** start Material for this exercise **
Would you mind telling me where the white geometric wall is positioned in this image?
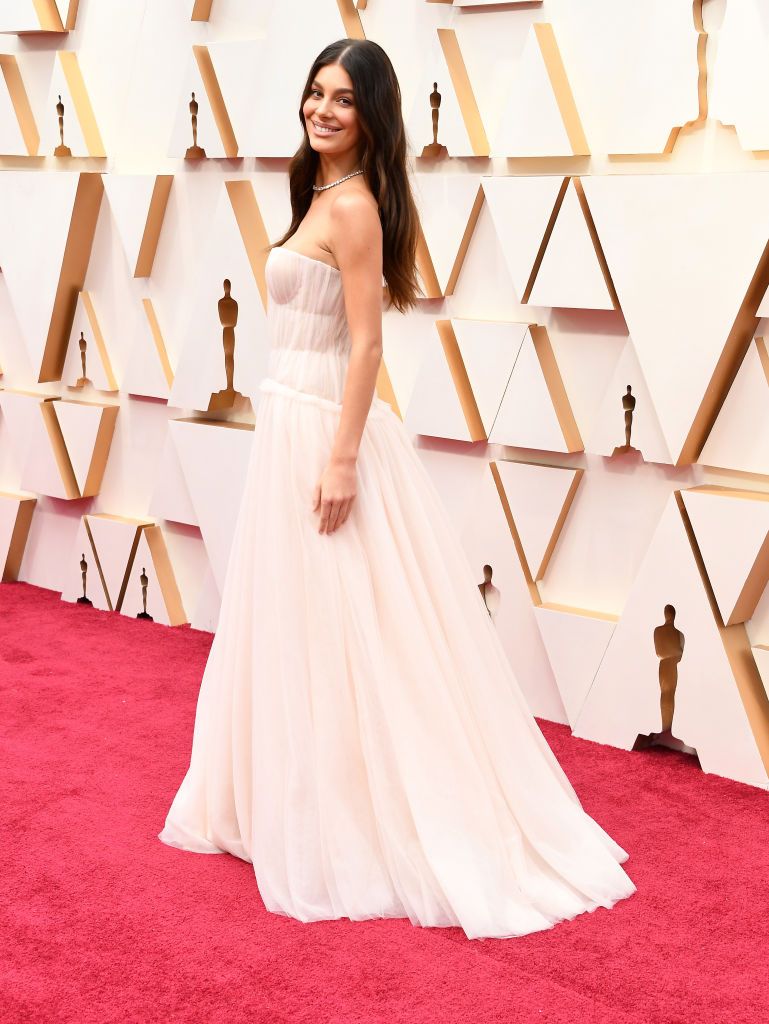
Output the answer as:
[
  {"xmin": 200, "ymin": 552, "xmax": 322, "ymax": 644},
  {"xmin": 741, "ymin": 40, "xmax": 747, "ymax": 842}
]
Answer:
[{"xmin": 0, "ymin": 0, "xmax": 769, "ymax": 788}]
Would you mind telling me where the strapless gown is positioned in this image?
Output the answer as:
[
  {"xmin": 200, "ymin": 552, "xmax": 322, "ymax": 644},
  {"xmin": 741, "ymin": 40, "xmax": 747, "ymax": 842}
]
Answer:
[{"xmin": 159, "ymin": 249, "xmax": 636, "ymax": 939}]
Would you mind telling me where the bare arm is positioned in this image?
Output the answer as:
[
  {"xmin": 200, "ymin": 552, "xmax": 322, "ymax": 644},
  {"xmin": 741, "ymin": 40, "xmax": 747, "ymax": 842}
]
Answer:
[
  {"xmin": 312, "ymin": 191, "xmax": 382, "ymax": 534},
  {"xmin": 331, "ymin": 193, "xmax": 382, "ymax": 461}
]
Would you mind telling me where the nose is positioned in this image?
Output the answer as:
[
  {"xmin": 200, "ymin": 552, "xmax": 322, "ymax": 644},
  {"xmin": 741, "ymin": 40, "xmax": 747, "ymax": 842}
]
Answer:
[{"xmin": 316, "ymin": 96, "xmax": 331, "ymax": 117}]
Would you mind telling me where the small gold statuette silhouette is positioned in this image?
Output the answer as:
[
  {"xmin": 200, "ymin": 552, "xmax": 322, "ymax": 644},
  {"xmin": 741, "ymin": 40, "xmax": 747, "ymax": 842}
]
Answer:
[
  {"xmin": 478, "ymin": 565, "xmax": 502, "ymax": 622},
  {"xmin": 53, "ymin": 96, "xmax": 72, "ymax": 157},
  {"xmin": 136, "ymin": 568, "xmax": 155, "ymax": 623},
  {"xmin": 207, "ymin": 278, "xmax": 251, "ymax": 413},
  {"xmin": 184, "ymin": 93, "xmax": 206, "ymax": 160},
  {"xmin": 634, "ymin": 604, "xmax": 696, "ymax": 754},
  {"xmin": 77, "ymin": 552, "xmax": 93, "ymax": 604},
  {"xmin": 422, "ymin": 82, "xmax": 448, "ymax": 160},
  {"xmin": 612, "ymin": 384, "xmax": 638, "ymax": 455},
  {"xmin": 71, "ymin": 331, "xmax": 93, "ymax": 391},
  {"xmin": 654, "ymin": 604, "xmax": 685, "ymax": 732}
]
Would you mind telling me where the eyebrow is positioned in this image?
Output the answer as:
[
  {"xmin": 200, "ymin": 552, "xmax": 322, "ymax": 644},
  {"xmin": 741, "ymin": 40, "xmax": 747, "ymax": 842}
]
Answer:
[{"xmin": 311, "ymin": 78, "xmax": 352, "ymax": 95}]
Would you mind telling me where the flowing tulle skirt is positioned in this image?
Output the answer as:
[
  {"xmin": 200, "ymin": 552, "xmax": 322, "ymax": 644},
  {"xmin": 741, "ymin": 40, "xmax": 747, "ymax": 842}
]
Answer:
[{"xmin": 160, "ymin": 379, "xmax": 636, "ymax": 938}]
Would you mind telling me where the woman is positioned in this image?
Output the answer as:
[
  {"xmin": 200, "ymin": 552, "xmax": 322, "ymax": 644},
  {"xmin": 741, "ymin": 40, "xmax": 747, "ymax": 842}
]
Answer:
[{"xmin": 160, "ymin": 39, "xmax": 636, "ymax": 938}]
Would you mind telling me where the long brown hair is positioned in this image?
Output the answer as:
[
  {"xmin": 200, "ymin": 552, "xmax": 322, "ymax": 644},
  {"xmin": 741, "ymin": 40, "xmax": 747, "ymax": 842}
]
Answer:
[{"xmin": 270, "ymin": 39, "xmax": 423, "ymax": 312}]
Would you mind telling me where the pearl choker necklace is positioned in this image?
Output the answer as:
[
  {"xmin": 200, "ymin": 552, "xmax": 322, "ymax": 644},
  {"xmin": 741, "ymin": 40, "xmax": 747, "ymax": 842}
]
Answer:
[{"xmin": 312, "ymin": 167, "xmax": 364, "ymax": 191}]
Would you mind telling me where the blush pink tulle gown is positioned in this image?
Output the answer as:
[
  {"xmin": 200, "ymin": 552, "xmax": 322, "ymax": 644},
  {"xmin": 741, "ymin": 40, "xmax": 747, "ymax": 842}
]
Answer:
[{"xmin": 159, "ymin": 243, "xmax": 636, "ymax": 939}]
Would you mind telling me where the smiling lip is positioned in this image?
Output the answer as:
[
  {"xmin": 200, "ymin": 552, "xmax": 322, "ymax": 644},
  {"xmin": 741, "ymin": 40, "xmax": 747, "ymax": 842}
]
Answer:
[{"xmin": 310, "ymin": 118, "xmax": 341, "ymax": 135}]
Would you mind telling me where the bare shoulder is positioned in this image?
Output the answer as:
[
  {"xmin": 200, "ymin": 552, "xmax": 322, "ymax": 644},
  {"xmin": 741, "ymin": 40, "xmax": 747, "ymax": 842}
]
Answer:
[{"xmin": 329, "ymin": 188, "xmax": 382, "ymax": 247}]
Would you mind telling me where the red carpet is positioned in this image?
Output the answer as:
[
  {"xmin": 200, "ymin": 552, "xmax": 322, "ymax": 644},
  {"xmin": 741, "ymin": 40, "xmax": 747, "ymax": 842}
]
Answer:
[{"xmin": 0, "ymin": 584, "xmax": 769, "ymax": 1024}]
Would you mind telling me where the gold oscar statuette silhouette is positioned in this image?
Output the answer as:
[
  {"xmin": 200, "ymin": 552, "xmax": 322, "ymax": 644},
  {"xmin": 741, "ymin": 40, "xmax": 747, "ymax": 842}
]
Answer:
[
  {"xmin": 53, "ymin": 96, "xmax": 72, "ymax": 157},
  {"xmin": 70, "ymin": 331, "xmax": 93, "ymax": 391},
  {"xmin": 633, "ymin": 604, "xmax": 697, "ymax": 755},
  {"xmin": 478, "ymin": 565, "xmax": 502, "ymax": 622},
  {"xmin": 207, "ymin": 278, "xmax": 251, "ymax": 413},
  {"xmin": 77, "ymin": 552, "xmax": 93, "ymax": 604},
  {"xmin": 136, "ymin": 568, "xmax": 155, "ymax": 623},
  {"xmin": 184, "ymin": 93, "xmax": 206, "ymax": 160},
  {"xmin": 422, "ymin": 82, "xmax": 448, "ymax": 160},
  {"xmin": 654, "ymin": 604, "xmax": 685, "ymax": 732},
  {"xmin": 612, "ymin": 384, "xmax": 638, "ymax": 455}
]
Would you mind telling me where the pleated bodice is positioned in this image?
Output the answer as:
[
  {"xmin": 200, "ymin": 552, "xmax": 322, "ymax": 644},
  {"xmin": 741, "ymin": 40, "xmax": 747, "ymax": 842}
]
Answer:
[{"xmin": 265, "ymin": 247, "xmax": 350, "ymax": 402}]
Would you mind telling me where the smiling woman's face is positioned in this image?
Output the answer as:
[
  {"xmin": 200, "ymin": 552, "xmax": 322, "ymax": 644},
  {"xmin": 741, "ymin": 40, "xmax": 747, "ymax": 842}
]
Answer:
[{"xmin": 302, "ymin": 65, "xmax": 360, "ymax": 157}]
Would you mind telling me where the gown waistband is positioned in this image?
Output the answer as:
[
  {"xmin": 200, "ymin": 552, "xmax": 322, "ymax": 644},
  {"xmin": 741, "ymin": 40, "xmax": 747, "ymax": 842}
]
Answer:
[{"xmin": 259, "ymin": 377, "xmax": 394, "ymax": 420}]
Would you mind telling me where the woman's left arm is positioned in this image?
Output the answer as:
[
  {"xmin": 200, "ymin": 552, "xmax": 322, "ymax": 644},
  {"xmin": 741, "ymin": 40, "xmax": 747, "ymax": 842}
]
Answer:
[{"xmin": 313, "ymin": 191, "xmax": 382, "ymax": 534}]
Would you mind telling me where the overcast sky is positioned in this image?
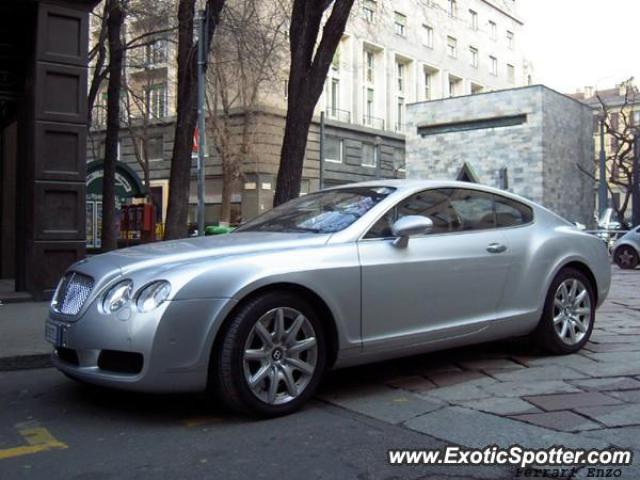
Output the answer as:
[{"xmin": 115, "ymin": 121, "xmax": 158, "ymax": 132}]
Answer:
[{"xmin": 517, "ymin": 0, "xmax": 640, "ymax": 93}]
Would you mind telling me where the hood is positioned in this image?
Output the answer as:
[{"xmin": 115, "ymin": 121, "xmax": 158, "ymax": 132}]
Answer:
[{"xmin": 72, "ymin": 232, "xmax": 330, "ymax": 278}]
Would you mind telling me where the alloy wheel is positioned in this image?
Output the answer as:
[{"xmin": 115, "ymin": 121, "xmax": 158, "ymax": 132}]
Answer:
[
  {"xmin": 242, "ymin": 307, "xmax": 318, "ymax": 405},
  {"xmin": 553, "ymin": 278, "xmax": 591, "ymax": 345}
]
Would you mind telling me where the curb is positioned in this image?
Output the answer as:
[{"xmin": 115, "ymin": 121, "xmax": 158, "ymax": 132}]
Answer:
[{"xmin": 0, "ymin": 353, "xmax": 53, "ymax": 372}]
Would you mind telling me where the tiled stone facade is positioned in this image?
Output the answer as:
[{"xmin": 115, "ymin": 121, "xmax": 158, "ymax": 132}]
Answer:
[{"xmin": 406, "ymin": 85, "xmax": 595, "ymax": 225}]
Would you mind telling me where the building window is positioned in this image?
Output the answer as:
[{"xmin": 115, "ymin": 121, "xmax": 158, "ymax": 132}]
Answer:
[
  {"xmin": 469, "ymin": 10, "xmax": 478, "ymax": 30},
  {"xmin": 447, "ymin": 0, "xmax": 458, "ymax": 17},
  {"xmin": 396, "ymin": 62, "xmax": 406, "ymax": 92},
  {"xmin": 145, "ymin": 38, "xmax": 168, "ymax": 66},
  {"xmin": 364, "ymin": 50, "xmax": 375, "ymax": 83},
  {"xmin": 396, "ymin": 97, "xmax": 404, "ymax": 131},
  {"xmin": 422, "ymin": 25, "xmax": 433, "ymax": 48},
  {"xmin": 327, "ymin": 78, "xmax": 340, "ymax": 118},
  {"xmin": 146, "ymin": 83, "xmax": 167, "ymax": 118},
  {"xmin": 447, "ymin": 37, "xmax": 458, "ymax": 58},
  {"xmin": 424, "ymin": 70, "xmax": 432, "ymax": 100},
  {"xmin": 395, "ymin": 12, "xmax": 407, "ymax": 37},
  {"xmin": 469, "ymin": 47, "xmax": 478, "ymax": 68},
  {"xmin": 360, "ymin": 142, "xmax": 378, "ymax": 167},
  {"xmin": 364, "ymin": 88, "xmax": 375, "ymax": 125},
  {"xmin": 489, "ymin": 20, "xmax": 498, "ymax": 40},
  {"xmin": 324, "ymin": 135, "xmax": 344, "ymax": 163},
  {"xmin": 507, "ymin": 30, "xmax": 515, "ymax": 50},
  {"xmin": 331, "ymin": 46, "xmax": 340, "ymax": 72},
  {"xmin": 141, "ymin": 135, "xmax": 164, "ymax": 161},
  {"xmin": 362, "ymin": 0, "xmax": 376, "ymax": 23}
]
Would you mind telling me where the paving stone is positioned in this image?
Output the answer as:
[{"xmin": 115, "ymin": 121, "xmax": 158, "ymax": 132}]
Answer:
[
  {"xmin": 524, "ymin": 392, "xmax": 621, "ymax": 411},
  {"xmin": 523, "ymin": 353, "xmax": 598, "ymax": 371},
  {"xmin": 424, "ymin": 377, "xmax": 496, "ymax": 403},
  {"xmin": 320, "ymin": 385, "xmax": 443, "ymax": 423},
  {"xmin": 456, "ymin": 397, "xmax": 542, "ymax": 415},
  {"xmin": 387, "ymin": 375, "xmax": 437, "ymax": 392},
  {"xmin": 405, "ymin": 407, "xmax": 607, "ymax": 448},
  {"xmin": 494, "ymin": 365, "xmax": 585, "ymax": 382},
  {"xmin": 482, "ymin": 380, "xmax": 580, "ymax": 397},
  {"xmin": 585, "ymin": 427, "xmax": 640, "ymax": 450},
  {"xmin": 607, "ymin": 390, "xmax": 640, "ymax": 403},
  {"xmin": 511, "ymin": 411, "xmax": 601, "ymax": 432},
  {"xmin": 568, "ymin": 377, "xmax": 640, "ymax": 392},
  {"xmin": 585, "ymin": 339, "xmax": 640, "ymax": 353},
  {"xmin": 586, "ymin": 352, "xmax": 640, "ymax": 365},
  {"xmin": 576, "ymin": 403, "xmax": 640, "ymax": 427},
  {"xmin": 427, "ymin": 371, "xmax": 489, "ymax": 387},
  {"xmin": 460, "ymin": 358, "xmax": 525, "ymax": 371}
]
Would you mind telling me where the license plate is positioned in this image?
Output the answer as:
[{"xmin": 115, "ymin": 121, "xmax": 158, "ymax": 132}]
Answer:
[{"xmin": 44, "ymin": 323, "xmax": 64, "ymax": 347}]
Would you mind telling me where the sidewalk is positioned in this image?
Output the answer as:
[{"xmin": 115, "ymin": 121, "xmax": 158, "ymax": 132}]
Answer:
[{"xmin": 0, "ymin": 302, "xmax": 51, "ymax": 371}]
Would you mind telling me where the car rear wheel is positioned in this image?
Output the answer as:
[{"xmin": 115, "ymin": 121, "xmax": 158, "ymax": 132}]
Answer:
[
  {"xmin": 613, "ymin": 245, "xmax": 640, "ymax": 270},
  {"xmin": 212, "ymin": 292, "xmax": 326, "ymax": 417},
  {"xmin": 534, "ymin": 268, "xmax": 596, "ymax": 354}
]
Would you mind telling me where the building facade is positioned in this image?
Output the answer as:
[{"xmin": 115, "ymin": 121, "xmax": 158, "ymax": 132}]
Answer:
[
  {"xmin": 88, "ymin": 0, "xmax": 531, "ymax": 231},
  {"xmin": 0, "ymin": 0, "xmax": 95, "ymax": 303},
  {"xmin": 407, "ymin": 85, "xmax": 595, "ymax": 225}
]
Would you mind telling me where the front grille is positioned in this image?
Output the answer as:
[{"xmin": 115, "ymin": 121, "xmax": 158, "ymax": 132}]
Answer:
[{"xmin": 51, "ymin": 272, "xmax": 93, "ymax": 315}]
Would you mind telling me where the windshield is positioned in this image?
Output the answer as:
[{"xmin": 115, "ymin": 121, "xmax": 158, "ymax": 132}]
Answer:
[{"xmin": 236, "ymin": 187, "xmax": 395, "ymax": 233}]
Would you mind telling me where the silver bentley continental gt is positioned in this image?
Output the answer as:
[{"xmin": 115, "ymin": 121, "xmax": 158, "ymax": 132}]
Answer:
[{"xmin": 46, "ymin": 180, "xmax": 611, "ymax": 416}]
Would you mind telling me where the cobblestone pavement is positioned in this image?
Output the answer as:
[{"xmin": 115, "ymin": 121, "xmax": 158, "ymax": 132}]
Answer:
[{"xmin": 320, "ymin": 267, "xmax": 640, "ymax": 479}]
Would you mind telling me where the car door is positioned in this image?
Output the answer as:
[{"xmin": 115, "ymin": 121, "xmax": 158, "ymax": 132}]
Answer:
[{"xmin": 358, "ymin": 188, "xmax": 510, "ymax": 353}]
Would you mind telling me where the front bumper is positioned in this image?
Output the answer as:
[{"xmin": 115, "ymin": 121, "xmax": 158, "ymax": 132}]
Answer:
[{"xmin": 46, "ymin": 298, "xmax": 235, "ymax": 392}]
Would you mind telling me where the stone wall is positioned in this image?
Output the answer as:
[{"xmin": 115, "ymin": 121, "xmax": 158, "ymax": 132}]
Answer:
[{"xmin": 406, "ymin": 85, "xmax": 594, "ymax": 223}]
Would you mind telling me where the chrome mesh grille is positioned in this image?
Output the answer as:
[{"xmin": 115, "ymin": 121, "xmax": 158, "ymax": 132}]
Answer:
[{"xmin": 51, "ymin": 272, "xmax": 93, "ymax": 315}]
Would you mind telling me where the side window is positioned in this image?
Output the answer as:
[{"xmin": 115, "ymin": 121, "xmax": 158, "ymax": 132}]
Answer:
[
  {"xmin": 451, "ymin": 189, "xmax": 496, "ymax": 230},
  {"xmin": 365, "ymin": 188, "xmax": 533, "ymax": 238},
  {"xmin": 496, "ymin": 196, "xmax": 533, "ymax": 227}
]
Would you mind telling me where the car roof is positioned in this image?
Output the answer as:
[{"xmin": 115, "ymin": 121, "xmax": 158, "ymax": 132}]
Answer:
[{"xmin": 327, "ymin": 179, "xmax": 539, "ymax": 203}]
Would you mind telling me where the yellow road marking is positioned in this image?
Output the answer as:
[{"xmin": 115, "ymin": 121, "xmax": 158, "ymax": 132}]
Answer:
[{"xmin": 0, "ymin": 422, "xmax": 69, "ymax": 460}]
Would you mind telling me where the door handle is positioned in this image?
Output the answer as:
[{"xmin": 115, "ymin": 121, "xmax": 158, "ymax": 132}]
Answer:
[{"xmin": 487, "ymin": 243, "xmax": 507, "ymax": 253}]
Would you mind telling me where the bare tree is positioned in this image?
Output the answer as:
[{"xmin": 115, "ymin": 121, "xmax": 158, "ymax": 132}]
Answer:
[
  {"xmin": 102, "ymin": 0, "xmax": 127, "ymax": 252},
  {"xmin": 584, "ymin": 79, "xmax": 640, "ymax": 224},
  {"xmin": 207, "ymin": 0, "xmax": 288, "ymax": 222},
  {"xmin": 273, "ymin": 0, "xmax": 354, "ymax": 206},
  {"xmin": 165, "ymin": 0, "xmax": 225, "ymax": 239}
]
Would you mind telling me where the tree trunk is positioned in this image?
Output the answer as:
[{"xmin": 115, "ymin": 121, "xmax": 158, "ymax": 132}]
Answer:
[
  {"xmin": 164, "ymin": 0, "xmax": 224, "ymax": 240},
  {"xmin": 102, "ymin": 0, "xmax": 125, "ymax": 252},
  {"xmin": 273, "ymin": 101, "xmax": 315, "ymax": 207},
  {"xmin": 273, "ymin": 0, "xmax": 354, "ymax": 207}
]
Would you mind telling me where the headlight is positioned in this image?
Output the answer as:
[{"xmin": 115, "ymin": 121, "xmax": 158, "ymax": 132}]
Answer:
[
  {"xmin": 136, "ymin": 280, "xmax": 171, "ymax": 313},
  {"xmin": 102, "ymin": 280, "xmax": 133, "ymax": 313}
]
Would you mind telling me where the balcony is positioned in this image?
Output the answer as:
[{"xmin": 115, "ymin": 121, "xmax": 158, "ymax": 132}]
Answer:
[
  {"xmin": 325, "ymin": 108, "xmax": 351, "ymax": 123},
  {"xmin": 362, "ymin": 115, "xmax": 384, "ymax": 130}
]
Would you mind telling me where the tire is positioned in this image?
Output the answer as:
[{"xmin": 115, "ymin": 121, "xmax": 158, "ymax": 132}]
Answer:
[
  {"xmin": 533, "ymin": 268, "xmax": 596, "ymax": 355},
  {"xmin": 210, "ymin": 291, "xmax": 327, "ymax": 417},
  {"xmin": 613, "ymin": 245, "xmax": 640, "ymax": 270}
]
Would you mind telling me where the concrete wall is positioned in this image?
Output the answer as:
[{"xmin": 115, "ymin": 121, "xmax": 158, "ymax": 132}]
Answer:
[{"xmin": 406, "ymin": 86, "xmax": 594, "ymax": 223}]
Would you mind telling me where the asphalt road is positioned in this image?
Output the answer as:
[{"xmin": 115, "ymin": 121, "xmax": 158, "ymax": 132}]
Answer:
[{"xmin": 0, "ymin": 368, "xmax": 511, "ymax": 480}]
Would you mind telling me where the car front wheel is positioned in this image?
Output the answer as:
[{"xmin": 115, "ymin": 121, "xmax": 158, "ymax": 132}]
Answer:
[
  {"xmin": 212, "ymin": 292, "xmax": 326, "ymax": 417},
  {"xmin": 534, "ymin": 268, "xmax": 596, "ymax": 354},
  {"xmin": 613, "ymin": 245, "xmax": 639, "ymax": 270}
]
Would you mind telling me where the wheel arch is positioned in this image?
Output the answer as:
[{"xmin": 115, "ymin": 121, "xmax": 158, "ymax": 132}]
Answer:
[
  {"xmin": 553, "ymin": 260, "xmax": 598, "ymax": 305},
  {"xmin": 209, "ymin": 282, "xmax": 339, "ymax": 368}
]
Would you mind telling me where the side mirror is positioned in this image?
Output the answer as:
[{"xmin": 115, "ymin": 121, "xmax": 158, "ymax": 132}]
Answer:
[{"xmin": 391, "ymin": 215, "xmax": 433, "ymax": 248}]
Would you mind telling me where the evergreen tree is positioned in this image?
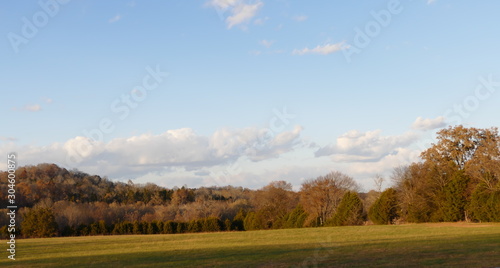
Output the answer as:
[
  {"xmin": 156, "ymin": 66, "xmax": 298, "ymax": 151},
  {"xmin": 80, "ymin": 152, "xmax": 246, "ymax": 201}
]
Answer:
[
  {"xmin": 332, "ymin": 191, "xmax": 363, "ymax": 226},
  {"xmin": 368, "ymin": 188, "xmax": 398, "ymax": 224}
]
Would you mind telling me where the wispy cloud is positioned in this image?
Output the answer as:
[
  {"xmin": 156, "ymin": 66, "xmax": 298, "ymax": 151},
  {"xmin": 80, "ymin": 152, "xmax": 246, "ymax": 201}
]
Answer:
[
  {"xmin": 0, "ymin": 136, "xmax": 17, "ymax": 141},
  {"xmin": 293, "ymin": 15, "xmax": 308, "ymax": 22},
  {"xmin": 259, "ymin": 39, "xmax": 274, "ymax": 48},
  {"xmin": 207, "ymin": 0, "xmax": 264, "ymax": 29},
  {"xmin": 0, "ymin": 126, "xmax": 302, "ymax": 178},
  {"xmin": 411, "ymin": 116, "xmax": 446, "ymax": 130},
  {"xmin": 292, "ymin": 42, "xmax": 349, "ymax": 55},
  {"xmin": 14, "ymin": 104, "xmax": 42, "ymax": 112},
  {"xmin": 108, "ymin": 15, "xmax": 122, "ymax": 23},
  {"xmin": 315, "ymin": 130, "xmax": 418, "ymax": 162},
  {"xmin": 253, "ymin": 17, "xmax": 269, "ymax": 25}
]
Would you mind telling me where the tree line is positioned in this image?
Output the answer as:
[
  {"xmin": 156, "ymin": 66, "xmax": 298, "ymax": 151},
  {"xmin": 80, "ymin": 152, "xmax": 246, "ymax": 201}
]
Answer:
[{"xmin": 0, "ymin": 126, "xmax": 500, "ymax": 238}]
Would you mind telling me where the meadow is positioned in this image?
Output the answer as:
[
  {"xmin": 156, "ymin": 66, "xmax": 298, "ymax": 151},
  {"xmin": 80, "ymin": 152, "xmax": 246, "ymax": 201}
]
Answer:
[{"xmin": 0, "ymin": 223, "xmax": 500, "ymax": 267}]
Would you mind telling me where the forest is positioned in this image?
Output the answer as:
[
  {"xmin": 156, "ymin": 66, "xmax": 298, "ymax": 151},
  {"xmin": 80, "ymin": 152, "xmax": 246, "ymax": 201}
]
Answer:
** end Material for this exercise **
**Directions**
Write out once more the lines above beginning at the line with "Would you mind telling me where the tree line"; continue through the final line and stop there.

**Solution to this problem**
Would you mind telling me where the tree line is positioned in this image?
Output the answer as:
[
  {"xmin": 156, "ymin": 66, "xmax": 298, "ymax": 151},
  {"xmin": 80, "ymin": 152, "xmax": 246, "ymax": 201}
]
Answer:
[{"xmin": 0, "ymin": 126, "xmax": 500, "ymax": 238}]
Would you mind telling me where the meadow is positioned in this image?
Output the answer as:
[
  {"xmin": 156, "ymin": 66, "xmax": 298, "ymax": 151},
  {"xmin": 80, "ymin": 152, "xmax": 246, "ymax": 201}
]
Answer:
[{"xmin": 0, "ymin": 223, "xmax": 500, "ymax": 267}]
Would you mind telling me where the forest is positioned in this image?
Output the answer as:
[
  {"xmin": 156, "ymin": 66, "xmax": 298, "ymax": 151},
  {"xmin": 80, "ymin": 152, "xmax": 246, "ymax": 201}
]
Answer:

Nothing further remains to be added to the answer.